Pictures stay out; everything else in the records below is copied exactly.

-.-.-

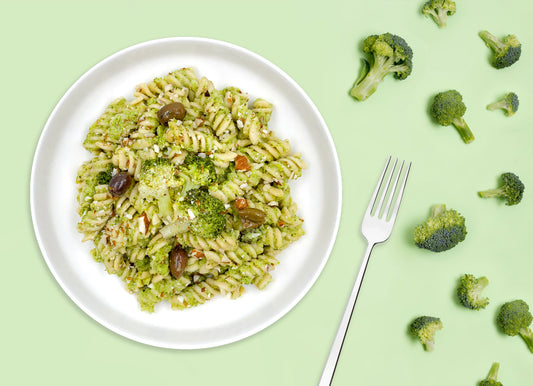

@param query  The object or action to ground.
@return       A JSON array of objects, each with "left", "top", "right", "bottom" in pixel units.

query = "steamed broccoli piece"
[
  {"left": 457, "top": 274, "right": 489, "bottom": 310},
  {"left": 96, "top": 164, "right": 114, "bottom": 185},
  {"left": 478, "top": 172, "right": 525, "bottom": 205},
  {"left": 139, "top": 158, "right": 180, "bottom": 218},
  {"left": 479, "top": 31, "right": 522, "bottom": 69},
  {"left": 487, "top": 92, "right": 519, "bottom": 117},
  {"left": 479, "top": 362, "right": 503, "bottom": 386},
  {"left": 422, "top": 0, "right": 455, "bottom": 28},
  {"left": 496, "top": 300, "right": 533, "bottom": 352},
  {"left": 409, "top": 316, "right": 442, "bottom": 351},
  {"left": 431, "top": 90, "right": 474, "bottom": 143},
  {"left": 181, "top": 189, "right": 226, "bottom": 239},
  {"left": 350, "top": 33, "right": 413, "bottom": 101},
  {"left": 414, "top": 204, "right": 466, "bottom": 252},
  {"left": 180, "top": 154, "right": 217, "bottom": 192}
]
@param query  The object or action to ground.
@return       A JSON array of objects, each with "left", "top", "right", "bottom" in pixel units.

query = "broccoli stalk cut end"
[{"left": 479, "top": 362, "right": 502, "bottom": 386}]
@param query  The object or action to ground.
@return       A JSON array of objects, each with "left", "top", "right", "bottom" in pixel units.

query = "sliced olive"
[
  {"left": 157, "top": 102, "right": 187, "bottom": 126},
  {"left": 237, "top": 208, "right": 266, "bottom": 229},
  {"left": 168, "top": 245, "right": 189, "bottom": 279},
  {"left": 109, "top": 172, "right": 132, "bottom": 197}
]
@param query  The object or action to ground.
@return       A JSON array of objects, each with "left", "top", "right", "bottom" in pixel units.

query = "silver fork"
[{"left": 318, "top": 156, "right": 411, "bottom": 386}]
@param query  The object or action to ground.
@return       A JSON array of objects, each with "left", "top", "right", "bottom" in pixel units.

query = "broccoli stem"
[
  {"left": 487, "top": 101, "right": 507, "bottom": 111},
  {"left": 350, "top": 56, "right": 394, "bottom": 101},
  {"left": 518, "top": 327, "right": 533, "bottom": 352},
  {"left": 487, "top": 362, "right": 500, "bottom": 381},
  {"left": 479, "top": 31, "right": 505, "bottom": 52},
  {"left": 452, "top": 117, "right": 474, "bottom": 143},
  {"left": 478, "top": 187, "right": 505, "bottom": 198},
  {"left": 428, "top": 8, "right": 448, "bottom": 28}
]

-.-.-

Finished exercise:
@param query  The object or action to ground.
@return       A JSON array of objects, each with "left", "top", "right", "bottom" in pixel units.

query = "steamed broccoli piece"
[
  {"left": 457, "top": 274, "right": 489, "bottom": 310},
  {"left": 96, "top": 164, "right": 114, "bottom": 185},
  {"left": 478, "top": 172, "right": 525, "bottom": 205},
  {"left": 139, "top": 158, "right": 180, "bottom": 218},
  {"left": 479, "top": 31, "right": 522, "bottom": 69},
  {"left": 487, "top": 92, "right": 519, "bottom": 117},
  {"left": 479, "top": 362, "right": 503, "bottom": 386},
  {"left": 422, "top": 0, "right": 455, "bottom": 28},
  {"left": 496, "top": 300, "right": 533, "bottom": 352},
  {"left": 409, "top": 316, "right": 442, "bottom": 351},
  {"left": 431, "top": 90, "right": 474, "bottom": 143},
  {"left": 181, "top": 189, "right": 226, "bottom": 239},
  {"left": 350, "top": 33, "right": 413, "bottom": 101},
  {"left": 414, "top": 204, "right": 466, "bottom": 252},
  {"left": 180, "top": 154, "right": 217, "bottom": 192}
]
@param query  The object or action to ground.
@return       A JSON array of objects, each with "left", "top", "right", "bottom" in pixel units.

query = "broccoli stalk cut end"
[{"left": 479, "top": 362, "right": 502, "bottom": 386}]
@param query  The object or action to ground.
@return       A JSON array of objects, each with "left", "top", "right", "bottom" in pixel units.

query = "sliced olive"
[
  {"left": 157, "top": 102, "right": 187, "bottom": 126},
  {"left": 237, "top": 208, "right": 266, "bottom": 229},
  {"left": 168, "top": 245, "right": 189, "bottom": 279},
  {"left": 109, "top": 172, "right": 132, "bottom": 197}
]
@param query  The object or action to ground.
@return       A JSON array of objects, each with "left", "top", "right", "bottom" in pixel units.

query = "silver fork"
[{"left": 318, "top": 156, "right": 411, "bottom": 386}]
@param query  The object or action to ground.
@return       A JSON array of objects, each with "left", "top", "right", "bottom" in pixel units.

query = "broccoli stem"
[
  {"left": 487, "top": 101, "right": 507, "bottom": 111},
  {"left": 350, "top": 56, "right": 394, "bottom": 101},
  {"left": 518, "top": 327, "right": 533, "bottom": 352},
  {"left": 487, "top": 362, "right": 500, "bottom": 381},
  {"left": 479, "top": 31, "right": 505, "bottom": 52},
  {"left": 452, "top": 117, "right": 474, "bottom": 143},
  {"left": 478, "top": 187, "right": 505, "bottom": 198},
  {"left": 428, "top": 8, "right": 448, "bottom": 28}
]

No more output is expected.